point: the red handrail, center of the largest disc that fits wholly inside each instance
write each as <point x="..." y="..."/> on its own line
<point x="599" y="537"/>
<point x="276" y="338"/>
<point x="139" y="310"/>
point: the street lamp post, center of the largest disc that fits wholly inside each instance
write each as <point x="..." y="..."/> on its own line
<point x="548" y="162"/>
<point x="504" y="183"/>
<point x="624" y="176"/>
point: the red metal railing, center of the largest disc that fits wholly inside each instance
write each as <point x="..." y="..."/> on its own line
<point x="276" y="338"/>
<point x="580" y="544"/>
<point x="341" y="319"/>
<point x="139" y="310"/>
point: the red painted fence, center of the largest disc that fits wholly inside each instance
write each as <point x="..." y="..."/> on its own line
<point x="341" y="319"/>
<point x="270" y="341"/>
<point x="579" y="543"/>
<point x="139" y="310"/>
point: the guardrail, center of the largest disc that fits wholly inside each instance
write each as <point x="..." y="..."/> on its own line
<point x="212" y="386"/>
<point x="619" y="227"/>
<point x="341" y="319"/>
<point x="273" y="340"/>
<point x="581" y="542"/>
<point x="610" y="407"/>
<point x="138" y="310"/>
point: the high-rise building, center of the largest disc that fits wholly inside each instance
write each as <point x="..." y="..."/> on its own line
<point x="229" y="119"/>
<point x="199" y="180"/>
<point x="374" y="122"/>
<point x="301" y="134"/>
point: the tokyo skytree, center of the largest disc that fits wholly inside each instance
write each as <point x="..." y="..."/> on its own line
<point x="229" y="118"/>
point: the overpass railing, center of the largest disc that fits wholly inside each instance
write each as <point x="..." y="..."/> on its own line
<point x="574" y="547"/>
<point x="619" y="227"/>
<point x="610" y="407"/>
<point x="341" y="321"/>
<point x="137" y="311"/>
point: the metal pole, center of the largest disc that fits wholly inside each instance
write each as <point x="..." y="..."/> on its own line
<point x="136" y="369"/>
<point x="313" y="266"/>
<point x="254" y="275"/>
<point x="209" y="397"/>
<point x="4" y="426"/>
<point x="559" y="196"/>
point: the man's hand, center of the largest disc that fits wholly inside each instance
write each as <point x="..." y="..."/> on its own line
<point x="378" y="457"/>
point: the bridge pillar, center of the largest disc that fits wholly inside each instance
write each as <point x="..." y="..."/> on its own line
◆ ◆ ◆ ◆ ◆
Set problem
Copy exactly, word for word, the line with "point: the guardrail, center" through the final line of the listing.

Output
point: the guardrail, center of the largest disc that fits wholly inside each instance
write each as <point x="..." y="..."/> on its own line
<point x="212" y="386"/>
<point x="619" y="227"/>
<point x="341" y="319"/>
<point x="273" y="340"/>
<point x="581" y="542"/>
<point x="610" y="407"/>
<point x="138" y="310"/>
point: the high-rise building, center of the largest disc that fits wholly inside each instance
write each as <point x="..." y="..."/> on its own line
<point x="229" y="119"/>
<point x="199" y="180"/>
<point x="374" y="122"/>
<point x="301" y="134"/>
point: the tokyo skytree, center of the largest disc that fits wholly inside each instance
write each as <point x="..." y="..."/> on its own line
<point x="229" y="118"/>
point: the overpass railing, center of the largest disc that fits wholly inside each instance
write each as <point x="..." y="..."/> on its own line
<point x="574" y="547"/>
<point x="619" y="227"/>
<point x="610" y="407"/>
<point x="341" y="321"/>
<point x="137" y="311"/>
point: the metal pole, center of the largest disc that fits wholly inside each instance
write each as <point x="..." y="..."/> on its own line
<point x="136" y="369"/>
<point x="313" y="266"/>
<point x="254" y="275"/>
<point x="209" y="397"/>
<point x="4" y="426"/>
<point x="559" y="196"/>
point: the man's hand, center of the largest disc that fits wholly inside each instance
write each as <point x="..." y="..."/> on its own line
<point x="378" y="457"/>
point: the bridge pillar, center of the largest disc that fits wholly inside each instance
write each as <point x="..." y="..."/> on its own line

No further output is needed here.